* _Data provided_
────────────────────
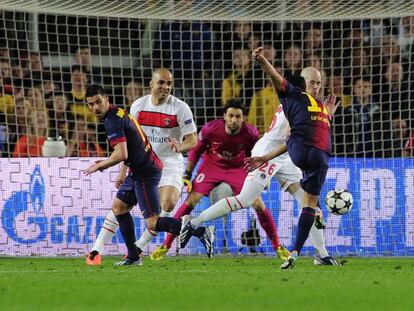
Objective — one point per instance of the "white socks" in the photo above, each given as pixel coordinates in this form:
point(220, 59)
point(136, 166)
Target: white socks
point(147, 235)
point(108, 230)
point(316, 235)
point(244, 199)
point(318, 241)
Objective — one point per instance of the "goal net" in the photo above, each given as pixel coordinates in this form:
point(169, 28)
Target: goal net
point(51, 50)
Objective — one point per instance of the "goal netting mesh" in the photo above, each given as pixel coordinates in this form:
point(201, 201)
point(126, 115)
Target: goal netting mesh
point(51, 50)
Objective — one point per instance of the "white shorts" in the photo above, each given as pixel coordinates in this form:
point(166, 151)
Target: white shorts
point(172, 175)
point(281, 168)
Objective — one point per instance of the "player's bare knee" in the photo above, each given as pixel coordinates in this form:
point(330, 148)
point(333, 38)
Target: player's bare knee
point(258, 205)
point(119, 208)
point(152, 222)
point(167, 205)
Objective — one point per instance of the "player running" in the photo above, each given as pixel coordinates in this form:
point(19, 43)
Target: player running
point(132, 147)
point(224, 145)
point(278, 165)
point(168, 123)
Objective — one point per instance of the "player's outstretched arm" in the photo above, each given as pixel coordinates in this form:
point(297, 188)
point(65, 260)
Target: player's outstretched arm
point(267, 67)
point(120, 179)
point(190, 141)
point(120, 154)
point(331, 104)
point(253, 163)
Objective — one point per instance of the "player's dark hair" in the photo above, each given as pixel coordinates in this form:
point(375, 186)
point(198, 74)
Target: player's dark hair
point(95, 89)
point(236, 104)
point(298, 81)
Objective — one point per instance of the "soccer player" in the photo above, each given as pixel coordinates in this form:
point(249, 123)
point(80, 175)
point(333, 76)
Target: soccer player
point(131, 146)
point(225, 144)
point(168, 123)
point(286, 173)
point(309, 143)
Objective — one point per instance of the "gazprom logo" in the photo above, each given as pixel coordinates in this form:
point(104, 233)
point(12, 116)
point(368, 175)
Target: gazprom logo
point(27, 218)
point(21, 202)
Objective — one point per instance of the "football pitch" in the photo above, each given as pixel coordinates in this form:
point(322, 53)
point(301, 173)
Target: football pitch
point(197, 283)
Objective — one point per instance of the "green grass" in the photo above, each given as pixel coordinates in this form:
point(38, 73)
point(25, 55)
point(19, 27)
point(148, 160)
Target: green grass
point(196, 283)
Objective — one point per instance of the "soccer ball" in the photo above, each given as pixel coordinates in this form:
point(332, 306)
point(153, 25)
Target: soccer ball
point(339, 201)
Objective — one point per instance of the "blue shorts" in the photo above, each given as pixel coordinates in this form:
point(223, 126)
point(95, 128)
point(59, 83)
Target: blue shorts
point(313, 162)
point(144, 191)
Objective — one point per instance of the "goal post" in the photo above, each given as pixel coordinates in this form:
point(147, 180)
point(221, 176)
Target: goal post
point(50, 50)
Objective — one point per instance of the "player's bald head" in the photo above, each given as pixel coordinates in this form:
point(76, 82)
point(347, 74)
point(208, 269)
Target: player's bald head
point(310, 73)
point(313, 80)
point(161, 85)
point(161, 72)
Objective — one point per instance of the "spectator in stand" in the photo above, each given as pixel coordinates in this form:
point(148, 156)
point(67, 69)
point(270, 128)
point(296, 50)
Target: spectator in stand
point(6, 76)
point(264, 106)
point(292, 61)
point(336, 86)
point(236, 37)
point(239, 84)
point(32, 67)
point(313, 41)
point(314, 60)
point(406, 36)
point(18, 124)
point(376, 29)
point(6, 101)
point(83, 141)
point(76, 95)
point(30, 145)
point(400, 139)
point(132, 91)
point(408, 150)
point(359, 128)
point(3, 136)
point(83, 58)
point(61, 119)
point(395, 93)
point(35, 96)
point(254, 42)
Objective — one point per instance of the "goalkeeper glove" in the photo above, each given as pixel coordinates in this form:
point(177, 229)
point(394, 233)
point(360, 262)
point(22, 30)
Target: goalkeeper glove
point(187, 181)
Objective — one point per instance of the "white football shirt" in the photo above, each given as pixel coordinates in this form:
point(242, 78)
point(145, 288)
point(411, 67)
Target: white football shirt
point(172, 119)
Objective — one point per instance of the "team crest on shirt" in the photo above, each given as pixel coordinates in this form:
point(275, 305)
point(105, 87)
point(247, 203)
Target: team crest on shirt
point(167, 122)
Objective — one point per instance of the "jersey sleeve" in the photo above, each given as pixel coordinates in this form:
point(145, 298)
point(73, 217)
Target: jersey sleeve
point(195, 153)
point(253, 138)
point(287, 89)
point(134, 109)
point(186, 120)
point(114, 129)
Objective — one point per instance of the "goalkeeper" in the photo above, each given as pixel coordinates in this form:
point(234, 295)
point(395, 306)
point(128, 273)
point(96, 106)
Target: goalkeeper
point(166, 120)
point(225, 144)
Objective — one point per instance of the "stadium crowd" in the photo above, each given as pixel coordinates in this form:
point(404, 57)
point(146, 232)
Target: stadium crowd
point(367, 64)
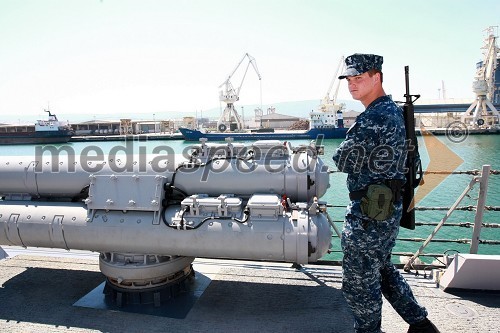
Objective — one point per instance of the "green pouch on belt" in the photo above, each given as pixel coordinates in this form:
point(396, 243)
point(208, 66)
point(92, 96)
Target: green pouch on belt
point(377, 203)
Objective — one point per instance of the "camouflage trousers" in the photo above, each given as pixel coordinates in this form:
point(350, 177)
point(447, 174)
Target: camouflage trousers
point(368, 272)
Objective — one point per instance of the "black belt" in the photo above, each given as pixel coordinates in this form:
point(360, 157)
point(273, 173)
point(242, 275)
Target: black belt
point(394, 184)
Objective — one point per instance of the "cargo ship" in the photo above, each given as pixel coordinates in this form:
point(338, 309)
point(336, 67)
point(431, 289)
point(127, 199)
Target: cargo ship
point(45, 131)
point(322, 125)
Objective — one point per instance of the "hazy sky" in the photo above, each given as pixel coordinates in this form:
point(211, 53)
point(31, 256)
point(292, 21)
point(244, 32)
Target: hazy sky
point(118, 56)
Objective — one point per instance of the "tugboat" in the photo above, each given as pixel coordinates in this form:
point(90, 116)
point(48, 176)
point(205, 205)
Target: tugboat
point(323, 125)
point(44, 131)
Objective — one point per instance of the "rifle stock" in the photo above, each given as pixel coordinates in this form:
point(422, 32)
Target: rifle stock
point(413, 164)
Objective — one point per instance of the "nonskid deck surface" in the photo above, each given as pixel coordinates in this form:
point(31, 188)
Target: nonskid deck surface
point(39, 288)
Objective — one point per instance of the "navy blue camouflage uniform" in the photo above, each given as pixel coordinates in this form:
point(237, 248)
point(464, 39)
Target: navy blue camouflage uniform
point(374, 151)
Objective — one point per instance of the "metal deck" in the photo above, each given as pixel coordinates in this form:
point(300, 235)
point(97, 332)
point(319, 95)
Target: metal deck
point(39, 289)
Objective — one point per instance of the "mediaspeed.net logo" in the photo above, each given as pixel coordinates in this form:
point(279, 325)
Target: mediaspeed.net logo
point(442, 160)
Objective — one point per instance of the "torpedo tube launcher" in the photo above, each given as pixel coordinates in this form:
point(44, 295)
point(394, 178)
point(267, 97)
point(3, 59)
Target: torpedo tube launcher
point(149, 215)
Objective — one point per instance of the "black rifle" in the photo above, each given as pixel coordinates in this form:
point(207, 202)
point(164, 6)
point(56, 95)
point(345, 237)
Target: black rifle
point(413, 163)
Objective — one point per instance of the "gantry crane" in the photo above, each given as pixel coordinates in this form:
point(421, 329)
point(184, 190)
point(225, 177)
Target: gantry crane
point(483, 86)
point(229, 95)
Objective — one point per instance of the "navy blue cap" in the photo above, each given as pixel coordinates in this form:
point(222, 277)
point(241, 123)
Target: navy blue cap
point(358, 64)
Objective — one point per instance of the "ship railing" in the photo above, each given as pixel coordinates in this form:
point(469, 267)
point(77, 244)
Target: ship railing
point(481, 178)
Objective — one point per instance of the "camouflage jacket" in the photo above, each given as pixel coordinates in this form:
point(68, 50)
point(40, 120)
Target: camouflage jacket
point(374, 149)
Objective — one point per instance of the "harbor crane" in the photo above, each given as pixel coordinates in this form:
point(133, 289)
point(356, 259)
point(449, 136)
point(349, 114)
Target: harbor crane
point(330, 104)
point(483, 86)
point(230, 95)
point(329, 112)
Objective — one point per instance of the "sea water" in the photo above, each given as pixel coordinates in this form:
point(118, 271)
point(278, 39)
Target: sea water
point(474, 150)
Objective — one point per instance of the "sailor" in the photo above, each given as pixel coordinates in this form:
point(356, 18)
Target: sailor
point(373, 155)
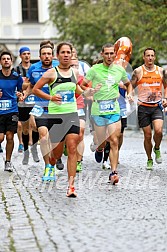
────────────────────
* _What you are asked to do_
Report how many lines in the records above contain the string "grass", treating uppercase and lowercase as different. Give only the number.

* _Solution below_
2